BEGIN Extracted records
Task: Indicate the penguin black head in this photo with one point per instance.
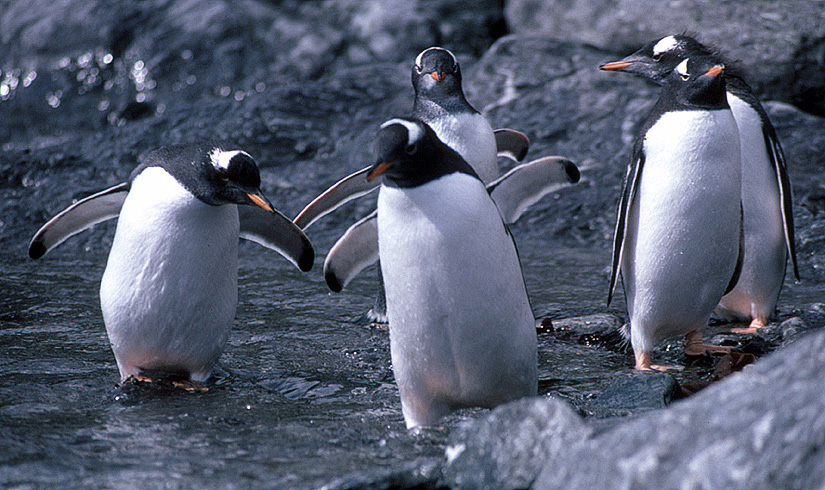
(656, 60)
(212, 173)
(410, 154)
(436, 73)
(697, 83)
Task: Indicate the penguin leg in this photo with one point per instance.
(754, 326)
(694, 346)
(643, 363)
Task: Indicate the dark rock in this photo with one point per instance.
(508, 448)
(636, 393)
(758, 429)
(781, 45)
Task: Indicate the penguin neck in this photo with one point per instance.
(427, 108)
(427, 168)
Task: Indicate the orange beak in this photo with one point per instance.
(615, 65)
(716, 70)
(260, 202)
(378, 170)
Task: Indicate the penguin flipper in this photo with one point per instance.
(511, 144)
(350, 187)
(81, 215)
(277, 232)
(631, 182)
(777, 157)
(354, 251)
(525, 184)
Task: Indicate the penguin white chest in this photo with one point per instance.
(169, 292)
(472, 137)
(683, 225)
(461, 329)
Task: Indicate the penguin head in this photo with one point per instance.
(697, 83)
(436, 73)
(656, 60)
(409, 154)
(213, 173)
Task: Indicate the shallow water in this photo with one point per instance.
(304, 393)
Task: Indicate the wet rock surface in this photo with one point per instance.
(305, 396)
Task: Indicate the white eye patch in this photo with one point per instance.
(665, 44)
(681, 68)
(414, 132)
(220, 158)
(421, 55)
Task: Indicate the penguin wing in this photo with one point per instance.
(350, 187)
(354, 251)
(79, 216)
(525, 184)
(511, 144)
(777, 157)
(276, 231)
(631, 182)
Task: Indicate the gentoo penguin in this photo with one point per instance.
(440, 103)
(169, 291)
(678, 239)
(766, 190)
(513, 193)
(461, 329)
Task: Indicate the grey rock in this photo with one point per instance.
(508, 448)
(762, 428)
(781, 44)
(634, 394)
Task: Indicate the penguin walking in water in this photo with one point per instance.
(462, 332)
(169, 292)
(766, 191)
(678, 243)
(440, 103)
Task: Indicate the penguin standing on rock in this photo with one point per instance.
(169, 292)
(440, 103)
(461, 329)
(678, 241)
(766, 191)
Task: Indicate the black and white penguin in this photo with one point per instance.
(169, 292)
(440, 103)
(461, 329)
(766, 191)
(678, 240)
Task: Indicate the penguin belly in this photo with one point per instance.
(462, 332)
(763, 266)
(169, 291)
(472, 137)
(683, 225)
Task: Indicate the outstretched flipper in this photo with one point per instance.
(276, 231)
(350, 187)
(79, 216)
(354, 251)
(525, 184)
(511, 144)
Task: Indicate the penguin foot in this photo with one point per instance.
(183, 384)
(643, 364)
(694, 346)
(754, 327)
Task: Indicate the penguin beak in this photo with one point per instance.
(379, 169)
(259, 200)
(716, 70)
(615, 65)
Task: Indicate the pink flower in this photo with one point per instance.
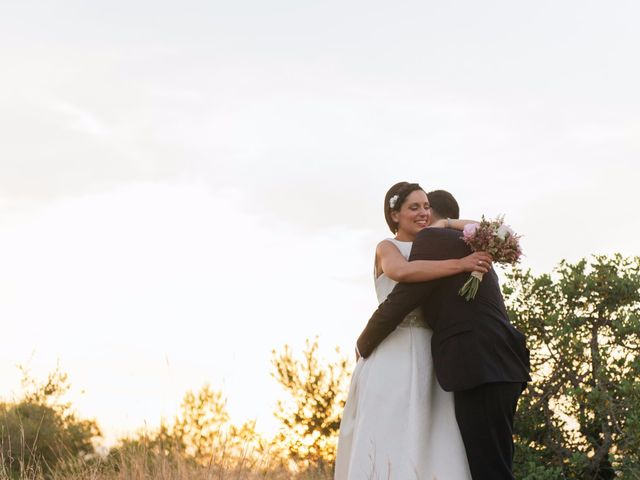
END Extracted records
_Work item_:
Exact reproduction of the entries above is what's needed; images stay out.

_Output of the task_:
Task: Indicate the penguin black head in this photo with one point per instance.
(656, 60)
(212, 173)
(410, 154)
(436, 73)
(697, 83)
Task: Indicate the penguin leg in this photo with one point per instance.
(754, 326)
(694, 346)
(643, 363)
Task: Indicate the dark rock in this photo with one point per instance.
(508, 448)
(636, 393)
(758, 429)
(781, 45)
Task: Indicate the penguin neck in this photo with one point per instance.
(427, 108)
(427, 168)
Task: Indicate the orange beak in this photo with one point per instance.
(615, 65)
(716, 70)
(260, 202)
(378, 170)
Task: Indicate the penguin flipper in this photo with one point per instance.
(511, 144)
(350, 187)
(81, 215)
(277, 232)
(631, 182)
(777, 157)
(354, 251)
(525, 184)
Task: Indicate the penguin white chest in this photo with one point per instance.
(169, 292)
(472, 137)
(683, 225)
(461, 329)
Task: Indicate the penguin head in this photo with one point per instance.
(697, 83)
(436, 73)
(656, 60)
(409, 154)
(213, 173)
Task: Indicate the shallow water in this photo with one point per instance.
(304, 393)
Task: Indicate the wet rock surface in this photo with one point per instance.
(305, 396)
Task: Indicate the white eye patch in this photo with one point per instance.
(665, 44)
(681, 68)
(414, 132)
(220, 158)
(421, 55)
Task: Indicate the penguin wing in this photo with one point per instance.
(350, 187)
(354, 251)
(79, 216)
(525, 184)
(511, 144)
(777, 157)
(276, 231)
(631, 182)
Task: Indicate the gentoo penguin in this photo with one point per instance.
(440, 103)
(169, 291)
(678, 239)
(766, 190)
(513, 193)
(461, 329)
Task: Indicate the grey rock in this photo with one point per instance.
(508, 448)
(762, 428)
(781, 44)
(634, 394)
Task: Indicate the penguin walking in water in this photo with one point per instance.
(462, 332)
(169, 292)
(766, 191)
(678, 243)
(440, 103)
Task: Indicate the penguin standing on rock in this photo with one point per instance.
(169, 292)
(440, 103)
(461, 329)
(678, 241)
(766, 191)
Task: Indicate the black and white penguin in this photo with one point per instance.
(169, 292)
(440, 103)
(461, 329)
(766, 191)
(678, 240)
Task: Indicate the penguin belly in this photo with one point per instance.
(462, 332)
(763, 266)
(169, 291)
(472, 137)
(683, 225)
Task: Indicate the outstretched flipper in this photo with one point per instance.
(276, 231)
(350, 187)
(79, 216)
(354, 251)
(525, 184)
(511, 144)
Task: Indicate the penguin foot in this photo with one point per instance.
(183, 384)
(643, 364)
(694, 346)
(754, 327)
Task: Indicate the penguin beak in this photo with one point per instance.
(379, 169)
(259, 200)
(716, 70)
(615, 65)
Task: Indicate the pink flower in this photo with one point per instance.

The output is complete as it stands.